AUFGABEN.
- A) Welchen Anteil am globalen Kranmarkt kontrolliert ZPMC laut dem Text über die chinesischen Hafenkräne nach eigenen Angaben?
- B) Schreiben Sie aus dem Text über die chinesischen Hafenkräne den Abschnitt von „Vergleiche mit Trojanischem“ bis „bei Chinas Nachbarländern.“ wortgetreu ab.
- C) Schreiben Sie den Text über die chinesischen Hafenkräne im Anschluss an seinen letzten Satz weiter.

AUSGEWÄHLTER AUSZUG.

◆ ◆ ◆

Laut der Defense Intelligence Agency (DIA) könnte Peking durch die Software der Kräne möglicherweise den Hafenverkehr drosseln. Die Kräne könnten Fernzugriff für jemanden bieten, der den Warenfluss stören möchte, so auch Bill Evanina, ein ehemaliger hochrangiger US-Beamter der Spionageabwehr, gegenüber dem „WSJ“.

AP/Ted S. Warren
Die Kräne werden per Schiff fertig zusammenbaut angeliefert

Vergleiche mit Trojanischem Pferd
Doch die Kräne könnten auch Daten sammeln und Informationen über die Ladungen bzw. bei Militärhäfen über die militärische Ausrüstung, die verschifft bzw. entladen wird, weitergeben. Die USA haben Militäreinsätze bzw. -stützpunkte auf der ganzen Welt, unter anderem auch bei Chinas Nachbarländern.

Beamte der nationalen Sicherheit und des Pentagon verglichen gegenüber der „WSJ“ die Ship-to-Shore-Kräne – Kräne, die Container vom Schiff in den Hafen bzw. vom Hafen auf das Schiff heben – des in China ansässigen Herstellers Shanghai Zhenhua Heavy Industries (ZPMC) mit einem Trojanischen Pferd.

APA/AFP/Clement Mahoudeau
Kräne des chinesischen Unternehmens ZMPC werden montiert

Fast 80 Prozent Ship-to-Shore-Kräne in den USA
Die ZPMC-Führungskräfte wurden früher in den USA mit offenen Armen empfangen, da in den USA überhaupt keine vergleichbaren Kräne hergestellt werden, so das „WSJ“. ZPMC kontrolliert nach eigenen Angaben rund 70 Prozent des globalen Marktes für Kräne und hat diese in mehr als 100 Ländern verkauft. Laut US-Beamten stellte das Unternehmen fast 80 Prozent der in den USA eingesetzten Ship-to-Shore-Kräne her.

◆ ◆ ◆

BEREITGESTELLTES MATERIAL.
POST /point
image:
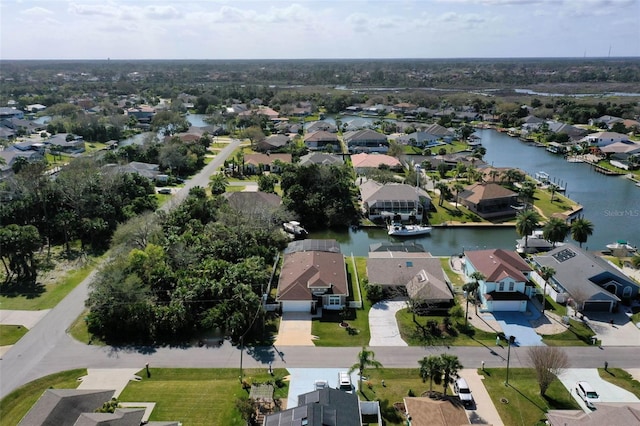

◆ ◆ ◆

ANTWORTEN JE AUFGABE.
- A) Rund 70 Prozent.

- B)
Vergleiche mit Trojanischem Pferd
Doch die Kräne könnten auch Daten sammeln und Informationen über die Ladungen bzw. bei Militärhäfen über die militärische Ausrüstung, die verschifft bzw. entladen wird, weitergeben. Die USA haben Militäreinsätze bzw. -stützpunkte auf der ganzen Welt, unter anderem auch bei Chinas Nachbarländern.

- C)
Die riesigen Kräne werden in der Regel bereits montiert in die USA geliefert und über in China hergestellte Software betrieben. In einigen Fällen wird auch chinesisches Personal für einen zweijährigen Einsatz in den USA gestellt – auch das könnte laut „WSJ“ auf das Sammeln von Informationen, sprich Spionagetätigkeiten hinweisen.

AP/Ringo Chiu/Ringo Chiu
Der Long Beach Container Terminal im Hafen von Long Beach im US-Bundesstaat Kalifornien

„Jetzt verkaufen wir Systeme“
Stutzig machte dann bei näherer Untersuchung offenbar die eingesetzte Technik der als kostengünstig und gut verarbeitet beschriebenen Kräne. Laut „WSJ“ enthalten sie ausgeklügelte Sensoren, die die Herkunft und den Bestimmungsort von Containern registrieren und verfolgen können. Genau das führte eben zu jenen Bedenken, dass China Informationen über Material und Güter erfassen könnte, die in das Land oder aus dem Land verschifft werden.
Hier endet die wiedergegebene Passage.